- [What you are asked to do]: Your answer is the lines from the one that has "Shelf-audit task: drop a dot on every instance of the mast." through the last line of the records below, retyped exactly and alone.

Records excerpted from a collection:
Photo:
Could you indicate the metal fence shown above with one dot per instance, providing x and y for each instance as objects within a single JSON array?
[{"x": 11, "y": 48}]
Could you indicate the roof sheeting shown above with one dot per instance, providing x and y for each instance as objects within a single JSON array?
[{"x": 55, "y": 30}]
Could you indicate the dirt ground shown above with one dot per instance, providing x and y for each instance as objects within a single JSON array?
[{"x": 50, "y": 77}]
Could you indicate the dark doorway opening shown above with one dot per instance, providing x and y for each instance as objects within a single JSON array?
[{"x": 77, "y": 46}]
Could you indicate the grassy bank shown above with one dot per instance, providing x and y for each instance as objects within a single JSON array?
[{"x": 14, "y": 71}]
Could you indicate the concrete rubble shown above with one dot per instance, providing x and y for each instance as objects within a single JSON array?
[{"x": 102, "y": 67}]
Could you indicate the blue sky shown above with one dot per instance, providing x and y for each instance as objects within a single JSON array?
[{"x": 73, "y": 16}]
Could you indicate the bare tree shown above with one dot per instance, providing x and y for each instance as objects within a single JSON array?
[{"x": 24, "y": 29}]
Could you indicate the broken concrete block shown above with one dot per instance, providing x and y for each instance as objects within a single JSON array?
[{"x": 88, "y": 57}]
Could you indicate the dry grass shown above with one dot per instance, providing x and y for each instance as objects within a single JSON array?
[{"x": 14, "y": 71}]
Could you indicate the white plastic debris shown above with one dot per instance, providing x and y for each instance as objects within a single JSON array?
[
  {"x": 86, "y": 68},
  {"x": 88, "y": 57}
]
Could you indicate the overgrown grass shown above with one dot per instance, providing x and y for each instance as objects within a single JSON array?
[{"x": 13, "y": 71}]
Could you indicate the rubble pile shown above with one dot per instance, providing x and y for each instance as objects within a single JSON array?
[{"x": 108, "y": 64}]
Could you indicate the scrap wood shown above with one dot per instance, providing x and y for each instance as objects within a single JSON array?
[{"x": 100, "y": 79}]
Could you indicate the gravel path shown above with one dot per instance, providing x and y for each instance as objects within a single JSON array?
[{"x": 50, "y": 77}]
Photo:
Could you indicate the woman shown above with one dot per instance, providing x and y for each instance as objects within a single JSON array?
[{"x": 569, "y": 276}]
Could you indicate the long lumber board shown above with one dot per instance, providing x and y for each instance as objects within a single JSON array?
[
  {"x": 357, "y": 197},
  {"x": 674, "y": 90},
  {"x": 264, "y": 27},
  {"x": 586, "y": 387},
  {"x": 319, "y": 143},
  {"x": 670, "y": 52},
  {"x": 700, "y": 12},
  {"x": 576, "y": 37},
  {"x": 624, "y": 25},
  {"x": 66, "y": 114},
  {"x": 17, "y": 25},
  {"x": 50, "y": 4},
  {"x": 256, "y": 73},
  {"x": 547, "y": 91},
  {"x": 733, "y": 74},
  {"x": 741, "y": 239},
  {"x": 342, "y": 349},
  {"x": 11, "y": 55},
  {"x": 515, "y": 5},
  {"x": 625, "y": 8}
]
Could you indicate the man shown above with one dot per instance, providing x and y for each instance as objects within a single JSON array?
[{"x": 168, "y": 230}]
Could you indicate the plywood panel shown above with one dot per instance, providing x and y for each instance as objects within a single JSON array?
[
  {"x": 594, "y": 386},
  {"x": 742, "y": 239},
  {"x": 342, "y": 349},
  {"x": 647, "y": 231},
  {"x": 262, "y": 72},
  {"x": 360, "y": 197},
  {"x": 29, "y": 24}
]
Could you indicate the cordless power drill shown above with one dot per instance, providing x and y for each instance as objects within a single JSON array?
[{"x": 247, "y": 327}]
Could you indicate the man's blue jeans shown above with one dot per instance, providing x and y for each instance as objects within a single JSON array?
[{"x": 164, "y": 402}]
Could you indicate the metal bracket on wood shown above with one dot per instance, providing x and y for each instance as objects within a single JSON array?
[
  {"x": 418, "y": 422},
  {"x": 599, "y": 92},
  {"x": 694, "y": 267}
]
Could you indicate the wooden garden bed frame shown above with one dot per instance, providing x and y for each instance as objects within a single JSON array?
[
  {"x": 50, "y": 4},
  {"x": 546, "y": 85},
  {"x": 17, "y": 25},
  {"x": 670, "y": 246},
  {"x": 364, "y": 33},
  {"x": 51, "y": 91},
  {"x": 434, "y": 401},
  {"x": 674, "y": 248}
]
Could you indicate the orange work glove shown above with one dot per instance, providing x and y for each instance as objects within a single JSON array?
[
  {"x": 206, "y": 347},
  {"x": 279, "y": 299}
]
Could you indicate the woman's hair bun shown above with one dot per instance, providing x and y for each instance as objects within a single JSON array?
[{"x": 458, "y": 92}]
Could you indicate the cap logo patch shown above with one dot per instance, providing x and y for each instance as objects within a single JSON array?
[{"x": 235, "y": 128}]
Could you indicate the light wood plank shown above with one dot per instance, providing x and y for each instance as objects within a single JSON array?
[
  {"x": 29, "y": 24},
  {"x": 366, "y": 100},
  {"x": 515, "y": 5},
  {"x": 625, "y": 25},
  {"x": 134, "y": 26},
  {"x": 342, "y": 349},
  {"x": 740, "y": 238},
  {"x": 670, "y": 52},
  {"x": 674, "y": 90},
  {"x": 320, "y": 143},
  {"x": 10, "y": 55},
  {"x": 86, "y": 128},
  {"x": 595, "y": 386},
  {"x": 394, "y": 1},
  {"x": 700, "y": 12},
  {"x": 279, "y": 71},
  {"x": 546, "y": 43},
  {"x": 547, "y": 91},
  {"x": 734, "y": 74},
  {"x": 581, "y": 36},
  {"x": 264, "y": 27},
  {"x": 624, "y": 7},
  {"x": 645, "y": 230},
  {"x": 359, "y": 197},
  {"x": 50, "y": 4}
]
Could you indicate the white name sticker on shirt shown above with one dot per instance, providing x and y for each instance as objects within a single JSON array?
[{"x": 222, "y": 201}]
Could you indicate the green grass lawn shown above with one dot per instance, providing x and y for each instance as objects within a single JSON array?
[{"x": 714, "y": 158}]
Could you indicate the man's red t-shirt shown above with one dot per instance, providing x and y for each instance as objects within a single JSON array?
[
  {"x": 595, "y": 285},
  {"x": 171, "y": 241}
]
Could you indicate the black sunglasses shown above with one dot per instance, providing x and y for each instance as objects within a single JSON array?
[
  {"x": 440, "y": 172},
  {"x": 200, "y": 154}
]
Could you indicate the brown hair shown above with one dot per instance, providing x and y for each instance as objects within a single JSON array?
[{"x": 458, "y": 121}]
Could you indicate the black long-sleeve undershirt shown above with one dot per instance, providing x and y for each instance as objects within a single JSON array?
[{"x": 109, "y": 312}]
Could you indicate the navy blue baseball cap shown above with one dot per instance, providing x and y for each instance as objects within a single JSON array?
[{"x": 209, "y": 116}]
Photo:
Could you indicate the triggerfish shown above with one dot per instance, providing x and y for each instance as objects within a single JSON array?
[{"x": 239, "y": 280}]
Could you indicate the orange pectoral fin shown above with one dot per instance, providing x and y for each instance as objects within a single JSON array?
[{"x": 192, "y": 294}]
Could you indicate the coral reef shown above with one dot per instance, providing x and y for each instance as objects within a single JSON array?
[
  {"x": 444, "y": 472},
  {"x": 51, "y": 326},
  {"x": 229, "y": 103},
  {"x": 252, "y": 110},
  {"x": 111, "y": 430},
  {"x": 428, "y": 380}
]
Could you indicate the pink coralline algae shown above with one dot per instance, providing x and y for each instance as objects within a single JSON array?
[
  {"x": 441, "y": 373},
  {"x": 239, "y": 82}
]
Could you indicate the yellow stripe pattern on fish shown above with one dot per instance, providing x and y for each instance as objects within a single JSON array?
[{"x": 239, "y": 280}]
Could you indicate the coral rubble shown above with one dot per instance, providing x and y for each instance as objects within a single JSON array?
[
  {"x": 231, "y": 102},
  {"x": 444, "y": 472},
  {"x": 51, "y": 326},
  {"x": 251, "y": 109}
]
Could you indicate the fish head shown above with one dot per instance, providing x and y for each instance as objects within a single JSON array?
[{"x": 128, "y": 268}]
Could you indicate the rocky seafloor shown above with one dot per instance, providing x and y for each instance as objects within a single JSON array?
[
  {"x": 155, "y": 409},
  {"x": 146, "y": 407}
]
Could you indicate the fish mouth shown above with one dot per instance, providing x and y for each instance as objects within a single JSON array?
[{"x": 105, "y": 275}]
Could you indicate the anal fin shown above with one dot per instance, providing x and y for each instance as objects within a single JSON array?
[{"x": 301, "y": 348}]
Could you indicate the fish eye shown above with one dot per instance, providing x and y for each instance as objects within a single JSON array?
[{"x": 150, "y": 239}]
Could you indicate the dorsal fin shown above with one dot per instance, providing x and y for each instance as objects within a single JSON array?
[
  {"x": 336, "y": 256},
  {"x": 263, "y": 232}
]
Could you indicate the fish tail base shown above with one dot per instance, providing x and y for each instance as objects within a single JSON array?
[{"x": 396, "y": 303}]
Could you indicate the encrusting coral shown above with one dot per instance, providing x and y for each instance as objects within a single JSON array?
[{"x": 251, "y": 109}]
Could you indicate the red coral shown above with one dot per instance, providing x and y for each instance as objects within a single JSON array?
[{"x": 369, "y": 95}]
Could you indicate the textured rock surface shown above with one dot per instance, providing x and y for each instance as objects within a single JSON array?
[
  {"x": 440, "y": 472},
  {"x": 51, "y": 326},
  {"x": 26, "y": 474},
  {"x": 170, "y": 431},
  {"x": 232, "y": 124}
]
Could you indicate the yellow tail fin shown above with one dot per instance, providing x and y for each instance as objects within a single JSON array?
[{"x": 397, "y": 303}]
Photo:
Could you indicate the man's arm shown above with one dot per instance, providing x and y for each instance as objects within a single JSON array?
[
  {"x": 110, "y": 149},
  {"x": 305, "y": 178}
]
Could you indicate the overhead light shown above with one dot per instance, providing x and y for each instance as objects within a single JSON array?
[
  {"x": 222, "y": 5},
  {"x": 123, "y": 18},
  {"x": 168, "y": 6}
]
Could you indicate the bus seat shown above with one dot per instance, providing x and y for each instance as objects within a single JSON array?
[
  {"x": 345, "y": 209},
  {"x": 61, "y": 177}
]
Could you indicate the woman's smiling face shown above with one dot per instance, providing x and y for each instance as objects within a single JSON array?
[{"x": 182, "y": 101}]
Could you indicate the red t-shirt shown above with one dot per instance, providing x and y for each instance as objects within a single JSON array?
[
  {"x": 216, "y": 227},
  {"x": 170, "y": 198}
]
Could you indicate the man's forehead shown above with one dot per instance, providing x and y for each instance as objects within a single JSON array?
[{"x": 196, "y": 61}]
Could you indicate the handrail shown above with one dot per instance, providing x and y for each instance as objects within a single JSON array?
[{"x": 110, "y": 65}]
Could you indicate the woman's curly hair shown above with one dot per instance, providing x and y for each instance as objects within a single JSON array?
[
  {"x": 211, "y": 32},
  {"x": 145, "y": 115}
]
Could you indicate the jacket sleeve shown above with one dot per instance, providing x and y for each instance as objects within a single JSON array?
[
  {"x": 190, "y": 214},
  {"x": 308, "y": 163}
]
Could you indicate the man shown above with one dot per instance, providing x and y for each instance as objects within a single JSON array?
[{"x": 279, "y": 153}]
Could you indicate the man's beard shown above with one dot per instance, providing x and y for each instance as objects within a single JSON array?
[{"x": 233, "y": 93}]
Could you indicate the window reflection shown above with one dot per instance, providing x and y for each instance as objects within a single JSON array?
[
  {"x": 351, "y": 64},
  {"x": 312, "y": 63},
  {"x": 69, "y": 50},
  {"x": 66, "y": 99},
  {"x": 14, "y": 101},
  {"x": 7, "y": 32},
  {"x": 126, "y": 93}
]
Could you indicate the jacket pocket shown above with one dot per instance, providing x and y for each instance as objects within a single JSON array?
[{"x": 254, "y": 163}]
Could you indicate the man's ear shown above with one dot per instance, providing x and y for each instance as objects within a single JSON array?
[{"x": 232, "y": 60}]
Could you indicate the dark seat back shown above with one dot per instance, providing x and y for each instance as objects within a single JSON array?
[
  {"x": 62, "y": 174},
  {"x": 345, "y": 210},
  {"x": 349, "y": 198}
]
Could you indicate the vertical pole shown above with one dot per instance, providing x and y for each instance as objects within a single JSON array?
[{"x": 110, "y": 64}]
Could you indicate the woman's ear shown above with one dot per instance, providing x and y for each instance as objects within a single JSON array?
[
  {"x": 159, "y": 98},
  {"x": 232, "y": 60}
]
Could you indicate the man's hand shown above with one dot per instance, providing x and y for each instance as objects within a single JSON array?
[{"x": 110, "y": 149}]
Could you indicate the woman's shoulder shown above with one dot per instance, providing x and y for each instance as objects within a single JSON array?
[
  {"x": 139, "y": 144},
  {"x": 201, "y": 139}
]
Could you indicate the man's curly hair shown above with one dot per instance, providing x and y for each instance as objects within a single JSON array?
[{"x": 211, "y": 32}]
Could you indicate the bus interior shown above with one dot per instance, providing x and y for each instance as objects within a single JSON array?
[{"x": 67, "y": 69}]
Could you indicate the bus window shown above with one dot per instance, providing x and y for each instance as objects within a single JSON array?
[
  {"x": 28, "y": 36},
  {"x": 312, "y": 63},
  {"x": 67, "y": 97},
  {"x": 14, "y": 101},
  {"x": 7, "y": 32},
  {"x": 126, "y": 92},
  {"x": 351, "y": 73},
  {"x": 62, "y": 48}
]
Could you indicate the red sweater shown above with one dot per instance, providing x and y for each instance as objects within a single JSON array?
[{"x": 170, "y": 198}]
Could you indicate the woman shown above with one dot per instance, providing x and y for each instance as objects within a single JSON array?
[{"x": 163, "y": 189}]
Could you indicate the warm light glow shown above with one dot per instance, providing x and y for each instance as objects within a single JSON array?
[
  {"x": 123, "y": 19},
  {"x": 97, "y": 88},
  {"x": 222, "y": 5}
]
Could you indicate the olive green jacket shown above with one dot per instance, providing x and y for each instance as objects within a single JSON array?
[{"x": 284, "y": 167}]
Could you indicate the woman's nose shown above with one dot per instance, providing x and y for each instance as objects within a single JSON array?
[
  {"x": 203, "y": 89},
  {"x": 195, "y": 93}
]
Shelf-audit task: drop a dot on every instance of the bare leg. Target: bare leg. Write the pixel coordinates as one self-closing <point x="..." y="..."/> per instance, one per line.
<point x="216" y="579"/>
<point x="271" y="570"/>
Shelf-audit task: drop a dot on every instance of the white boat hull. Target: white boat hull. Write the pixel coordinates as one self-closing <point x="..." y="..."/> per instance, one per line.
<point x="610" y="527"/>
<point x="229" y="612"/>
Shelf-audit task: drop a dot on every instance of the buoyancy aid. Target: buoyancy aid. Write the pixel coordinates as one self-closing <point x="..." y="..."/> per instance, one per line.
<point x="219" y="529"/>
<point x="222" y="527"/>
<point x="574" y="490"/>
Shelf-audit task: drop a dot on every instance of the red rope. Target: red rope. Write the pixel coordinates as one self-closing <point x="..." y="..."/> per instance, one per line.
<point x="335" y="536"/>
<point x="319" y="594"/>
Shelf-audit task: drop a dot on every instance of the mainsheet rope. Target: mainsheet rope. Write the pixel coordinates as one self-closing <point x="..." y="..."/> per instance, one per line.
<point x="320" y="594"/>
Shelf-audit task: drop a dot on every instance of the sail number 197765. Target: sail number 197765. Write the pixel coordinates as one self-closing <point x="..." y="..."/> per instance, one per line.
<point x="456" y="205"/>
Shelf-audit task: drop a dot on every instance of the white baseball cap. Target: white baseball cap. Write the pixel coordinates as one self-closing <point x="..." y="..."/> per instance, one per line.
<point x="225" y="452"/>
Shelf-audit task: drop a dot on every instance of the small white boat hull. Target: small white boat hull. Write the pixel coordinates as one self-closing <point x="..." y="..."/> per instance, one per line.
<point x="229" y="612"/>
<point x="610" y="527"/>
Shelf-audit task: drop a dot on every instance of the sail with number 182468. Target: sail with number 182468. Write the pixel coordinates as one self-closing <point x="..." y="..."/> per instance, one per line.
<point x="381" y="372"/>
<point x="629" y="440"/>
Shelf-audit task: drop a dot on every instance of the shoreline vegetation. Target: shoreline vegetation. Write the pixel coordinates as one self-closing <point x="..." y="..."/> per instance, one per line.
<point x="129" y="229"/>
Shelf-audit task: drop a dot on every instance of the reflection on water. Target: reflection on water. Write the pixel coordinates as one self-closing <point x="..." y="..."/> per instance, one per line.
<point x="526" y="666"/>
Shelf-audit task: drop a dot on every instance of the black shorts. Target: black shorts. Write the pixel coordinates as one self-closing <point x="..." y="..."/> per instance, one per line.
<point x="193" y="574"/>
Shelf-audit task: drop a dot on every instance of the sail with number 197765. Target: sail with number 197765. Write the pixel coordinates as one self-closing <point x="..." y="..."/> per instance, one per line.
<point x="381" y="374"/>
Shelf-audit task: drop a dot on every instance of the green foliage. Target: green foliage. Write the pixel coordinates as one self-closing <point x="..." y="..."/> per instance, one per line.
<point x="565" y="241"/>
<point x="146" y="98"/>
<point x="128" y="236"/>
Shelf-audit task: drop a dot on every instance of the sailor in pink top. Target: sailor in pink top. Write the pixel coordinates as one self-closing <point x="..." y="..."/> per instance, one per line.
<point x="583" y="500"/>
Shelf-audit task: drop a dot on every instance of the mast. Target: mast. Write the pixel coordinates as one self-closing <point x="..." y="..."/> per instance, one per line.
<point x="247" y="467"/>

- [Final answer]:
Shelf-audit task: drop a dot on every instance of the mast. Target: mast. Write the pixel coordinates as one self-closing <point x="..." y="..."/> per instance, one per line.
<point x="247" y="467"/>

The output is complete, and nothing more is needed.